Problem to solve: Rewrite the entries that begin at the line containing "like x=881, y=682." and stop after the line containing "x=730, y=632", with "smoke" swapped for "haze" and nothing else altered.

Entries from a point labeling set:
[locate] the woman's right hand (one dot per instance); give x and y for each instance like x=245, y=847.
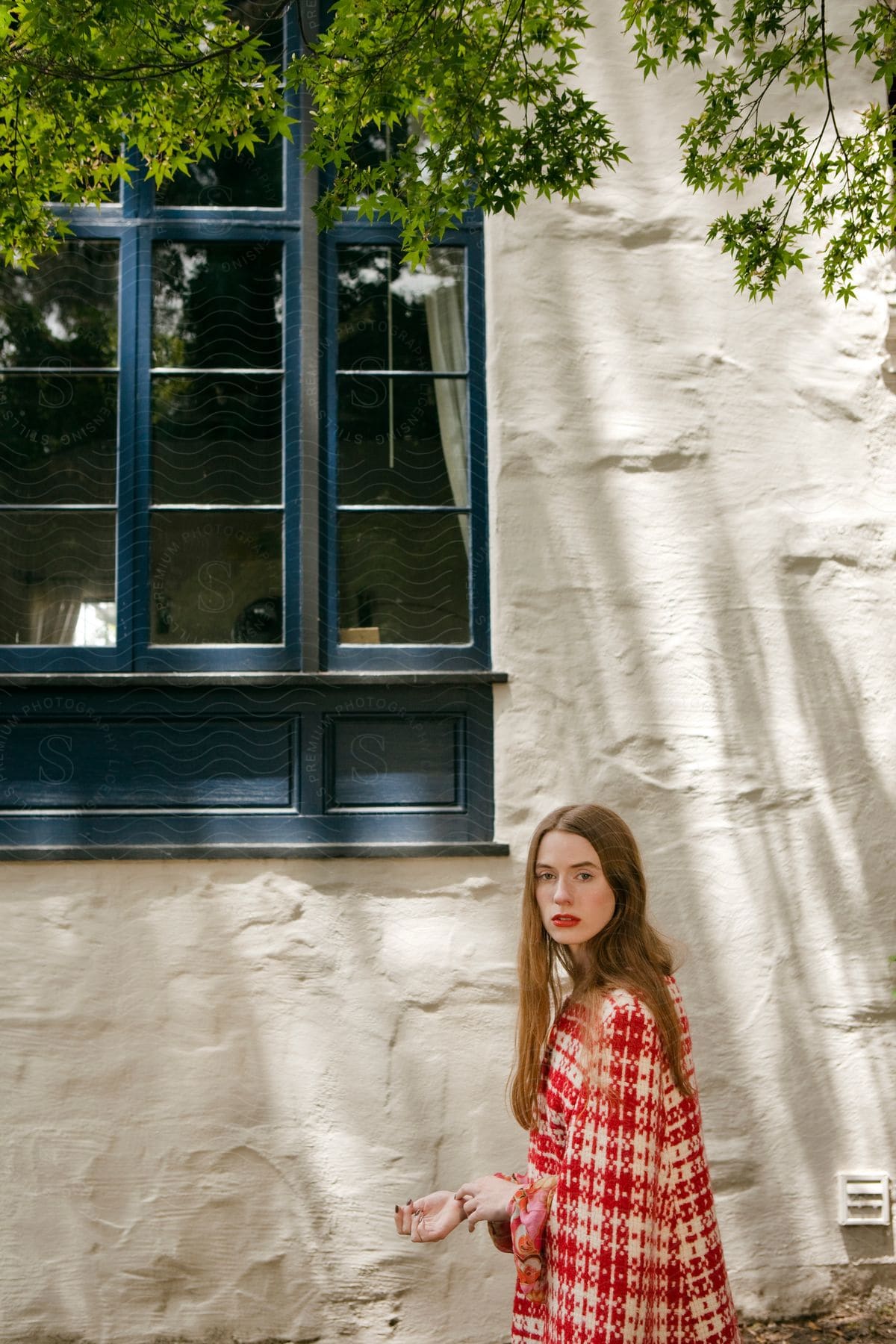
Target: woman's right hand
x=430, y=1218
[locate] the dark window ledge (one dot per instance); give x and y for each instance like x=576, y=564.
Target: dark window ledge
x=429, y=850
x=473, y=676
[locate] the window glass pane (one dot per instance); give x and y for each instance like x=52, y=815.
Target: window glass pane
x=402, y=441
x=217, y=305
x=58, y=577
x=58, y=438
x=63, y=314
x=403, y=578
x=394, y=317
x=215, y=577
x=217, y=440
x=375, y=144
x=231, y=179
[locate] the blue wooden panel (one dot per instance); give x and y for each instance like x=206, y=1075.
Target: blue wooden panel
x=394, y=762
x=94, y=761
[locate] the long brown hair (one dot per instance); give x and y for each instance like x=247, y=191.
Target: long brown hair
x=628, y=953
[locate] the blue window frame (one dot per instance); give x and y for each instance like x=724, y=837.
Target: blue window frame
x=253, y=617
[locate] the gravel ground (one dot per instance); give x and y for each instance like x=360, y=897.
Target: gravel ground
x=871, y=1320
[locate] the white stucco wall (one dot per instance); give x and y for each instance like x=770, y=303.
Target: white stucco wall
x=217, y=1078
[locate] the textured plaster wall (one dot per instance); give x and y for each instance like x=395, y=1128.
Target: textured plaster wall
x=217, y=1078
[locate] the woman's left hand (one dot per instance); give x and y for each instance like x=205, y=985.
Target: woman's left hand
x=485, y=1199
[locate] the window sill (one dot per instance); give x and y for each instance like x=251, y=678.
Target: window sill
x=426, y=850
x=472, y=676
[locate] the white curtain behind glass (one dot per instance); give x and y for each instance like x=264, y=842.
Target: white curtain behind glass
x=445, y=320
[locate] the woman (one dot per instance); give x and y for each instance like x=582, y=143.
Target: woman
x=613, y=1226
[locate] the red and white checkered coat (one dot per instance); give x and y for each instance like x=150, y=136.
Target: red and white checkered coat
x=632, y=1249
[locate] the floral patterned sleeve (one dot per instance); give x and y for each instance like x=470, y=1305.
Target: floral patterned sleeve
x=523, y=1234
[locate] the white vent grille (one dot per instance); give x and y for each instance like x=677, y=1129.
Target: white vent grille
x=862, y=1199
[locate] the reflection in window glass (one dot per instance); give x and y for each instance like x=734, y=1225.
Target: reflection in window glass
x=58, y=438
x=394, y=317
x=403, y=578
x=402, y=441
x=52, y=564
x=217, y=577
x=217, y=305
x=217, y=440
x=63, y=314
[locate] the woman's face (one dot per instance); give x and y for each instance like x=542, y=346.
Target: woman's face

==

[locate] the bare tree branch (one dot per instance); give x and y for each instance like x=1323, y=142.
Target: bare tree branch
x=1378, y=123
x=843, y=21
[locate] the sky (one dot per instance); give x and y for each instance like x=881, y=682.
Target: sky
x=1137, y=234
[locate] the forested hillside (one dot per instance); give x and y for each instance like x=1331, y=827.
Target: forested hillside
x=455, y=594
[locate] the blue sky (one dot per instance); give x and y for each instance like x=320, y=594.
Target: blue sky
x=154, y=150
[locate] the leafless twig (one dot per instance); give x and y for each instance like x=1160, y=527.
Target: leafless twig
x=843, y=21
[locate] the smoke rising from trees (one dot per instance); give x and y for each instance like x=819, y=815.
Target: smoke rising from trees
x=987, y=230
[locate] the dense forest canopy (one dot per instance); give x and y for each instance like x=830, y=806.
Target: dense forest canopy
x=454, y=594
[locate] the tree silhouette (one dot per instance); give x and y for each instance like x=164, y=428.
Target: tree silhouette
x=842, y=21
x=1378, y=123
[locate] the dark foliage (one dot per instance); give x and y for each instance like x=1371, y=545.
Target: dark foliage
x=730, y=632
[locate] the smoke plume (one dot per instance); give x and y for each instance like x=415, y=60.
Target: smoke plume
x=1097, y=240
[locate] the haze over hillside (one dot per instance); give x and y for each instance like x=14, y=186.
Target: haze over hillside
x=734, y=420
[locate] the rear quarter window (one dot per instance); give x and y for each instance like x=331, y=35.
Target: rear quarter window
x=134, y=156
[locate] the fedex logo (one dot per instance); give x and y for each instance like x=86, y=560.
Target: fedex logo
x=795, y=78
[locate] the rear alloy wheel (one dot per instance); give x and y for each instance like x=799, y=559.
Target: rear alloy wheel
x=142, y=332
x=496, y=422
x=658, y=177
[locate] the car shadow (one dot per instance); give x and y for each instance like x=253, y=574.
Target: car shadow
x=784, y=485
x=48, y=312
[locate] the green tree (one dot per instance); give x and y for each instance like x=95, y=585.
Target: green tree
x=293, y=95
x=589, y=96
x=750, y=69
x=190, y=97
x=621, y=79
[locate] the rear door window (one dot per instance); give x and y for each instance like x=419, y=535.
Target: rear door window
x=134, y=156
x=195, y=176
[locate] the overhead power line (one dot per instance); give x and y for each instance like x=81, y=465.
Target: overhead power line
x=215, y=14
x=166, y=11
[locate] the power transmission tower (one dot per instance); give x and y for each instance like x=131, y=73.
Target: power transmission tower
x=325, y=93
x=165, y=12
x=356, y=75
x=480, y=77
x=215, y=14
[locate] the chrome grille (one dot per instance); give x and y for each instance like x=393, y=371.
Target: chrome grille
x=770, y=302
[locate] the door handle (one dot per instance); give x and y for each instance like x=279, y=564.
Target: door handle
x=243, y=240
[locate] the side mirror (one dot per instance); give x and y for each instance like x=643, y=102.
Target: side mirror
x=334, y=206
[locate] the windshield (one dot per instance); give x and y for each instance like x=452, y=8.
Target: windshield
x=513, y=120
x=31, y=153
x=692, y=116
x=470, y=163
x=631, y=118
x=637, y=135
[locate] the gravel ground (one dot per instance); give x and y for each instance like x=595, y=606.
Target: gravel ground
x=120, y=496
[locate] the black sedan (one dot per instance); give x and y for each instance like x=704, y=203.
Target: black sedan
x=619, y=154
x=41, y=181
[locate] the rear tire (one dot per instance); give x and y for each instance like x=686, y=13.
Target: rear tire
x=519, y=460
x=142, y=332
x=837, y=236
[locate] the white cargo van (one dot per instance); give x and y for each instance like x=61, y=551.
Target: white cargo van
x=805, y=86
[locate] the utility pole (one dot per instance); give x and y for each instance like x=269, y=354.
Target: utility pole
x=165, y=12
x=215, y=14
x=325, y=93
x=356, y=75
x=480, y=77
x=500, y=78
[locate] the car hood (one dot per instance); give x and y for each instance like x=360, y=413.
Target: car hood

* * *

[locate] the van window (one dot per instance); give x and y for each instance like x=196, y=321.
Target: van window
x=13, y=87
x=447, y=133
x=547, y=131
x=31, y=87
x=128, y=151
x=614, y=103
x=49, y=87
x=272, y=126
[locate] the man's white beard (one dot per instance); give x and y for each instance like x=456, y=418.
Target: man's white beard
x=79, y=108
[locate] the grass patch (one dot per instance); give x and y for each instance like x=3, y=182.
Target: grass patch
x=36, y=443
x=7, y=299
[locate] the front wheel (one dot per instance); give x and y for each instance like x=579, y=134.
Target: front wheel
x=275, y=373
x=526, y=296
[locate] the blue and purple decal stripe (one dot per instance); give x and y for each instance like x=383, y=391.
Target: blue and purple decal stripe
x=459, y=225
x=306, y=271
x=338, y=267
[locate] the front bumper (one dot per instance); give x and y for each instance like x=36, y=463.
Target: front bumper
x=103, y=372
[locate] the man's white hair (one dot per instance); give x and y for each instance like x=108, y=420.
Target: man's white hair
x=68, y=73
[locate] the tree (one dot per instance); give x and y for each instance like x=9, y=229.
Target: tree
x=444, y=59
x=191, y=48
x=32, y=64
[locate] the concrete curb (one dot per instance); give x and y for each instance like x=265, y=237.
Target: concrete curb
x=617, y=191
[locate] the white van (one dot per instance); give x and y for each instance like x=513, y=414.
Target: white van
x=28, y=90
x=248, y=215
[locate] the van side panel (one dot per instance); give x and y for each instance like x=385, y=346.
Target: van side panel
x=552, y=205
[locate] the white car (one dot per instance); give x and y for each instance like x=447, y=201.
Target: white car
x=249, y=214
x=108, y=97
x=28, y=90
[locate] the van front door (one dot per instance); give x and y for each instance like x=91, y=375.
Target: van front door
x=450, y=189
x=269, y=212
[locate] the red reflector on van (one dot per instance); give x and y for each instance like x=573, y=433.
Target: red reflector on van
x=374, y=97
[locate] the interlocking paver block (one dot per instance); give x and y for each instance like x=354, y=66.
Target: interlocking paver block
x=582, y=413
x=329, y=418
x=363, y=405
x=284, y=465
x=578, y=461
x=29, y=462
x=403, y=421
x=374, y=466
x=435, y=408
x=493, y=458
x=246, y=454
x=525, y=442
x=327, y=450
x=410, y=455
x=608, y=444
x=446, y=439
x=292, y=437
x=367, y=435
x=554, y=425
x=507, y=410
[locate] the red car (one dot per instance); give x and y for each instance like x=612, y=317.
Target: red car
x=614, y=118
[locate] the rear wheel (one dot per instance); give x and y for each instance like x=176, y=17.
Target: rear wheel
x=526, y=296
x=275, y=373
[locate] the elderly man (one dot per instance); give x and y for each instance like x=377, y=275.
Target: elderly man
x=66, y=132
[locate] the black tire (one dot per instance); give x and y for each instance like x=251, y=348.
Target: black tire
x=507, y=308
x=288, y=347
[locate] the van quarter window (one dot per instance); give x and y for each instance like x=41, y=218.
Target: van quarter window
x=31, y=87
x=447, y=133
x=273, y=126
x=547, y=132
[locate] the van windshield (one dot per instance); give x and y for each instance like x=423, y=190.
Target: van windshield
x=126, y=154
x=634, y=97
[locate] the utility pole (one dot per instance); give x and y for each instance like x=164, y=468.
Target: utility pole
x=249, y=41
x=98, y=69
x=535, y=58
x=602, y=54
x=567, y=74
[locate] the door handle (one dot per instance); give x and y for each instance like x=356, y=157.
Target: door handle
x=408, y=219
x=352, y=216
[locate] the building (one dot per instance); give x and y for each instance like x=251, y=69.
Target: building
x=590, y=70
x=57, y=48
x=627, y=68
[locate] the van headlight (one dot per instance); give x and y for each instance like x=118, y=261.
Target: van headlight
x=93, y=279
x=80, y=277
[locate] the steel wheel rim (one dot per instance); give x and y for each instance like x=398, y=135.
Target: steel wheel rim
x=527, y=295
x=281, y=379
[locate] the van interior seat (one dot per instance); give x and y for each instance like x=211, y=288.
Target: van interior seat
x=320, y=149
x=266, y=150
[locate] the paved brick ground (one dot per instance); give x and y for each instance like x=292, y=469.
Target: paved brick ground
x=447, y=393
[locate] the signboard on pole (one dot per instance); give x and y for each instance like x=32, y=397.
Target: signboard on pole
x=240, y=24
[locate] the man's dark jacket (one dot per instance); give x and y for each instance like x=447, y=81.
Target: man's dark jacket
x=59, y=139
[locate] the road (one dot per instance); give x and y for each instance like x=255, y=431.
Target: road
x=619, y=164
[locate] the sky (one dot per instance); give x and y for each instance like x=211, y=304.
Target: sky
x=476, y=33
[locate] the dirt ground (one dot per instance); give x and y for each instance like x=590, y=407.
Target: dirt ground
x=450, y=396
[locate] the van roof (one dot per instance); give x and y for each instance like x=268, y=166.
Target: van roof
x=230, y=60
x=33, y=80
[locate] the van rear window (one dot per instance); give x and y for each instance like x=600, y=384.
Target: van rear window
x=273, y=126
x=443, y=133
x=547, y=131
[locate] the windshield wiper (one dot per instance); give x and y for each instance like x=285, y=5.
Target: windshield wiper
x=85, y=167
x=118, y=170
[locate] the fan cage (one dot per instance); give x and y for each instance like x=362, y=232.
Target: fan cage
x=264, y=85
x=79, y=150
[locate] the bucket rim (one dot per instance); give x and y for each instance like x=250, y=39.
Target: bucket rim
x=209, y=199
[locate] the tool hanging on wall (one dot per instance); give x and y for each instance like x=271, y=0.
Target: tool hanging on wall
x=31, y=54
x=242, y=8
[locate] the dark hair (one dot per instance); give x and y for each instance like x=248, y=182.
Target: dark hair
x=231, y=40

Correct response:
[locate] the sky (one dot per instance); give x and y for each instance like x=881, y=682.
Target: sky
x=1137, y=234
[locate] the forested hillside (one dot per instance); give x and y for each instance like x=1331, y=827.
Target: forested hillside
x=455, y=594
[locate] the blue sky (one dot per instance); give x and y for each instance like x=320, y=594.
Target: blue sky
x=154, y=150
[locate] the leafless twig (one dot per instance); give x and y for each instance like x=1160, y=527.
Target: leafless twig
x=843, y=21
[locate] the haze rising from trees (one dot per instance); give x and y for each instance like x=819, y=815.
Target: haze rising from trees
x=987, y=230
[locate] the dense forest canopy (one dot per instance); give x and y for each instance like x=830, y=806.
Target: dense forest canopy
x=454, y=594
[locate] the tree silhouette (one dot per instance); give x and y for each instance like x=164, y=428.
Target: tree silhouette
x=842, y=21
x=1378, y=123
[locate] the dark foliage (one dot per instance); give x and y for each instance like x=1371, y=545.
Target: dark foliage
x=730, y=632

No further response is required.